Description of the task: Change "pedestrian" to "cyclist" in the rows from the line containing "Find the distant" through the end of the rows, inclusive, and give those lines again with nothing else altered.

[Named region outline rows]
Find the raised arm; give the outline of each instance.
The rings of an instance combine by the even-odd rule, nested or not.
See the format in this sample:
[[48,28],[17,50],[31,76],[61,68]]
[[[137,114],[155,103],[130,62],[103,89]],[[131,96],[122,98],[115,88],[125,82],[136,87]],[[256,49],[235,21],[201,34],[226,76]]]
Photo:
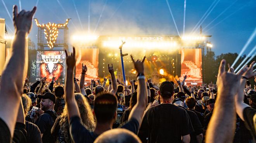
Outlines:
[[[206,131],[207,143],[228,142],[234,138],[236,118],[234,96],[240,86],[241,76],[247,69],[244,68],[236,75],[225,71],[225,64],[226,61],[222,60],[219,68],[217,83],[219,97]],[[227,130],[229,131],[226,131]]]
[[130,81],[130,83],[131,84],[131,93],[133,93],[135,92],[135,90],[134,90],[134,83],[133,83],[133,80],[132,80]]
[[109,86],[108,91],[110,92],[111,89],[112,89],[112,82],[111,81],[111,78],[109,79]]
[[76,74],[74,74],[74,84],[75,86],[75,91],[77,93],[80,93],[80,87],[78,85],[78,84],[77,83],[77,81],[78,81],[78,79],[76,78]]
[[178,85],[179,90],[180,91],[179,91],[184,93],[184,91],[183,91],[183,88],[182,88],[182,86],[181,83],[180,83],[180,79],[179,79],[178,80],[177,80],[176,79],[175,79],[175,80],[176,80],[176,82],[177,82],[177,83]]
[[81,78],[80,79],[80,91],[81,93],[83,95],[87,95],[85,89],[85,78],[86,75],[86,72],[87,71],[87,67],[86,65],[83,66],[83,63],[82,63],[82,73]]
[[104,82],[103,82],[103,84],[102,84],[102,86],[103,87],[103,88],[105,89],[105,87],[106,86],[106,82],[107,82],[107,78],[105,78],[105,76],[104,76],[104,78],[103,78],[103,79],[104,80]]
[[131,59],[134,64],[134,67],[138,74],[138,85],[137,89],[137,103],[131,111],[129,116],[128,119],[135,118],[141,124],[141,120],[144,111],[146,109],[147,103],[147,89],[145,77],[144,76],[144,66],[143,63],[145,57],[144,57],[142,61],[137,60],[134,61],[132,56],[131,55]]
[[194,87],[190,87],[190,92],[191,93],[191,97],[192,98],[194,98],[194,99],[195,99],[195,89],[194,88]]
[[11,57],[6,62],[0,84],[0,118],[7,124],[13,135],[19,107],[22,82],[28,70],[28,43],[26,37],[31,29],[32,19],[36,8],[31,11],[22,10],[18,14],[14,7],[13,22],[15,29]]
[[253,65],[255,61],[253,62],[248,69],[248,70],[243,75],[242,78],[240,80],[240,86],[239,87],[238,92],[235,95],[235,109],[237,114],[239,117],[244,121],[245,121],[244,117],[244,110],[249,106],[244,103],[244,87],[245,86],[246,79],[250,79],[256,76],[256,72],[253,72]]
[[80,117],[78,106],[74,98],[73,72],[76,65],[75,50],[73,47],[73,53],[68,56],[67,50],[65,50],[67,62],[67,73],[66,81],[65,83],[65,96],[66,105],[67,109],[67,116],[69,122],[70,118],[74,116]]
[[45,86],[45,81],[43,80],[42,81],[42,84],[41,85],[41,86],[40,86],[40,88],[39,88],[39,89],[38,90],[37,93],[38,95],[41,94],[42,94],[42,91],[43,90],[43,86]]
[[109,66],[109,64],[108,64],[108,69],[109,72],[111,76],[111,80],[112,82],[112,89],[110,91],[110,93],[112,93],[114,95],[116,95],[116,91],[117,91],[117,82],[116,82],[116,79],[115,74],[114,73],[114,68],[113,68],[113,64],[111,64],[111,66]]

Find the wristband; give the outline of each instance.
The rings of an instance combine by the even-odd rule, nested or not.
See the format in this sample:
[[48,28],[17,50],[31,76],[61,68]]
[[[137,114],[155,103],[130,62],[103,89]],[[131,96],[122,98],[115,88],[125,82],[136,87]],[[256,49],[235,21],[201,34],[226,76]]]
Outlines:
[[145,80],[145,79],[146,79],[146,77],[145,77],[145,76],[143,75],[139,76],[137,78],[137,80],[139,80],[140,79]]
[[248,78],[244,76],[241,76],[241,79],[246,79],[246,80],[248,80],[248,79],[249,79]]
[[144,76],[144,74],[143,73],[139,73],[137,75],[137,77],[138,77],[140,76]]

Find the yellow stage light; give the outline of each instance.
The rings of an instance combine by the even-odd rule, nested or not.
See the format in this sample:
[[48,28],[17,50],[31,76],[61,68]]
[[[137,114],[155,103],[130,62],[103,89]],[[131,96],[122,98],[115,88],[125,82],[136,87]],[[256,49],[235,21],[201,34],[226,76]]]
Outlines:
[[52,49],[54,46],[53,44],[55,43],[55,42],[57,39],[58,34],[55,35],[54,34],[55,33],[58,33],[59,31],[58,29],[62,26],[65,27],[67,25],[68,21],[70,19],[67,19],[66,22],[64,24],[58,24],[57,25],[56,24],[53,23],[51,24],[51,22],[49,22],[48,24],[42,24],[42,25],[39,24],[38,20],[36,19],[35,19],[35,21],[36,22],[36,25],[43,29],[44,32],[43,33],[46,35],[45,37],[45,39],[47,40],[47,43],[50,43],[51,45],[48,44],[48,46],[50,49]]
[[164,71],[163,69],[161,69],[159,71],[159,72],[160,72],[161,75],[163,75],[164,74]]

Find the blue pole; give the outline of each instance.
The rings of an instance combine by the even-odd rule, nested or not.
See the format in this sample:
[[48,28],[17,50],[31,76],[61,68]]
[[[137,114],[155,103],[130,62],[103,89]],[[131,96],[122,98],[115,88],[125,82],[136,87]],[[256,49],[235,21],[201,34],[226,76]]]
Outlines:
[[125,84],[126,80],[125,79],[125,66],[124,66],[124,60],[123,58],[123,53],[122,48],[120,49],[120,54],[121,56],[121,63],[122,63],[122,70],[123,71],[123,78],[124,79],[124,83]]
[[119,47],[119,49],[120,49],[120,55],[121,56],[121,63],[122,64],[122,71],[123,71],[123,78],[124,79],[124,83],[125,84],[125,82],[126,81],[126,79],[125,79],[125,66],[124,66],[124,60],[123,58],[123,57],[127,56],[128,54],[125,54],[123,55],[123,52],[122,52],[122,48],[123,47],[123,45],[125,43],[125,42],[123,42],[123,44],[122,45]]

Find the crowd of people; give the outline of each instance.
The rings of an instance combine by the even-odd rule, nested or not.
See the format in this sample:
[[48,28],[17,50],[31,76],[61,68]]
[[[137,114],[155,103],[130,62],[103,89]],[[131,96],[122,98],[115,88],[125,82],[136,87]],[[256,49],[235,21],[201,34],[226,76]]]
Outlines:
[[[256,141],[256,89],[252,62],[238,73],[226,61],[216,84],[187,86],[166,81],[159,87],[145,77],[144,62],[131,58],[137,80],[127,86],[112,65],[108,88],[93,80],[85,86],[74,76],[75,50],[66,56],[65,86],[48,87],[45,78],[28,87],[28,43],[36,11],[13,8],[15,38],[0,80],[1,143],[252,143]],[[252,83],[255,84],[255,83]]]

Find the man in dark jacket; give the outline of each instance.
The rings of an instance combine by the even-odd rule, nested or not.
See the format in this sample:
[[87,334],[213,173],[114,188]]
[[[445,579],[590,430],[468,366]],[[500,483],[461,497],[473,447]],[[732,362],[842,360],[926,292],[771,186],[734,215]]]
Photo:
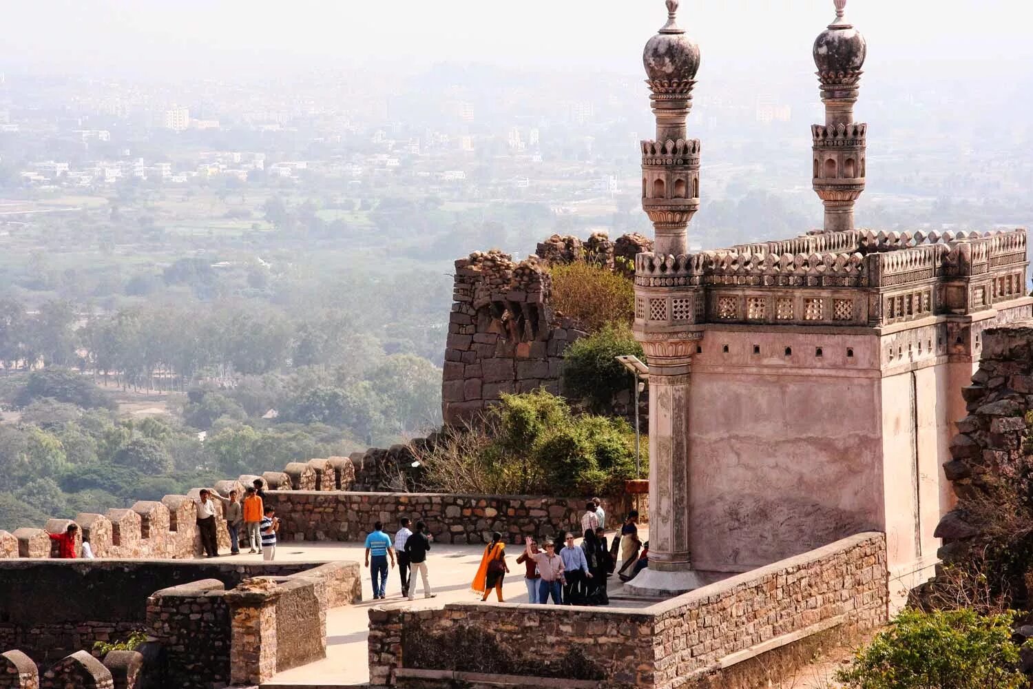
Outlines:
[[416,596],[416,574],[419,573],[424,580],[424,598],[433,598],[437,594],[431,593],[431,584],[427,581],[427,552],[431,550],[431,539],[427,535],[427,525],[416,522],[416,532],[405,541],[405,554],[409,556],[409,567],[412,569],[409,580],[409,600]]

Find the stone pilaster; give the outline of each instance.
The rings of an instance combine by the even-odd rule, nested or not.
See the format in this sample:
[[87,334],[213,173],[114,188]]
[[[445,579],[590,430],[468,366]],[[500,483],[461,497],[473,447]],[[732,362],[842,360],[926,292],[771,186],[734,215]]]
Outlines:
[[[689,568],[688,365],[650,369],[650,569]],[[654,406],[655,405],[655,406]]]

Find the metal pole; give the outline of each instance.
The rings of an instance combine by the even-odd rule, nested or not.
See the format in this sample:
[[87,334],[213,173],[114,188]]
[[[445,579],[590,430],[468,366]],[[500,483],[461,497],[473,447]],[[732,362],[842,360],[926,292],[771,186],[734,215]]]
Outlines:
[[641,449],[638,440],[638,372],[635,371],[635,478],[643,477]]
[[[635,478],[643,477],[641,447],[638,440],[638,371],[635,371]],[[635,511],[639,510],[638,493],[635,493]]]

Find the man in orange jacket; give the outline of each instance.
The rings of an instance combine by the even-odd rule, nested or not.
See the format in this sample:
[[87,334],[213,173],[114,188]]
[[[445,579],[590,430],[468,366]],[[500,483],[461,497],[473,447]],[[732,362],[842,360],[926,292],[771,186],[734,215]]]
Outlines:
[[265,515],[265,506],[254,488],[248,487],[244,498],[244,533],[247,534],[251,550],[248,553],[261,553],[261,518]]

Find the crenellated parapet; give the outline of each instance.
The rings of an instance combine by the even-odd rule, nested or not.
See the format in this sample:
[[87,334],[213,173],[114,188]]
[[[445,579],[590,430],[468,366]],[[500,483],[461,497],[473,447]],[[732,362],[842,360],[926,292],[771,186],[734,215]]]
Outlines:
[[647,252],[635,259],[635,322],[880,326],[968,315],[1025,296],[1026,252],[1024,229],[848,230],[696,254]]

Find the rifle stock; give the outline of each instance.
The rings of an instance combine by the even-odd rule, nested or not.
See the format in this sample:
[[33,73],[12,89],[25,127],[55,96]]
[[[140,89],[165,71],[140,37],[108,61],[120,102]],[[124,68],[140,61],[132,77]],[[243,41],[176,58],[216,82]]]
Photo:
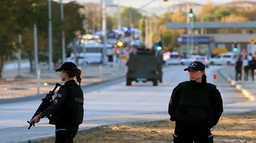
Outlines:
[[[31,120],[32,120],[35,117],[38,115],[39,114],[41,113],[44,110],[47,109],[49,107],[51,106],[52,102],[52,96],[54,95],[54,92],[58,86],[61,86],[61,85],[58,83],[56,83],[55,84],[55,87],[52,90],[49,92],[49,93],[46,94],[45,97],[44,98],[42,99],[42,103],[39,105],[39,106],[38,108],[36,111],[35,112],[34,115],[32,117]],[[28,128],[28,129],[30,129],[30,128],[33,126],[35,126],[35,123],[30,123],[29,121],[27,121],[27,122],[29,124],[29,126]]]

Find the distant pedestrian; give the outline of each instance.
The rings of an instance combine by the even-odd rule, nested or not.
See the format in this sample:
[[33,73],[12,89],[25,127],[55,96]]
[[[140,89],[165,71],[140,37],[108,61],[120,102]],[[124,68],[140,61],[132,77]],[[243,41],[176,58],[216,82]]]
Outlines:
[[243,59],[243,65],[244,68],[244,80],[248,80],[248,76],[249,75],[249,62],[248,59],[248,57],[247,55],[244,55]]
[[243,65],[243,61],[241,59],[241,57],[239,56],[235,65],[235,69],[236,69],[236,80],[238,81],[241,80],[241,77],[242,76],[241,69]]
[[216,125],[223,112],[221,94],[216,86],[207,83],[205,66],[191,63],[184,71],[190,81],[175,87],[169,102],[170,120],[175,121],[174,143],[212,143],[210,129]]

Reply to the exercise:
Find the distant cyclist; give the outline of each instance.
The rings of an instance combine by the even-odd rule, nested or not.
See the format in this sample:
[[33,73],[12,89],[25,127],[55,96]]
[[[140,89],[165,71],[140,37],[108,61],[120,102]],[[124,68],[140,61],[132,77]],[[243,41],[176,58],[216,82]]]
Outlines:
[[243,59],[243,65],[244,68],[244,80],[248,80],[248,76],[249,75],[249,62],[248,59],[248,57],[247,55],[244,55]]
[[243,65],[243,61],[241,59],[241,57],[239,56],[235,65],[235,69],[236,69],[236,80],[238,81],[241,80],[241,77],[242,76],[241,69]]
[[216,125],[223,112],[221,94],[216,86],[207,83],[205,66],[191,63],[184,71],[190,81],[175,87],[169,102],[170,120],[175,121],[174,143],[212,143],[210,129]]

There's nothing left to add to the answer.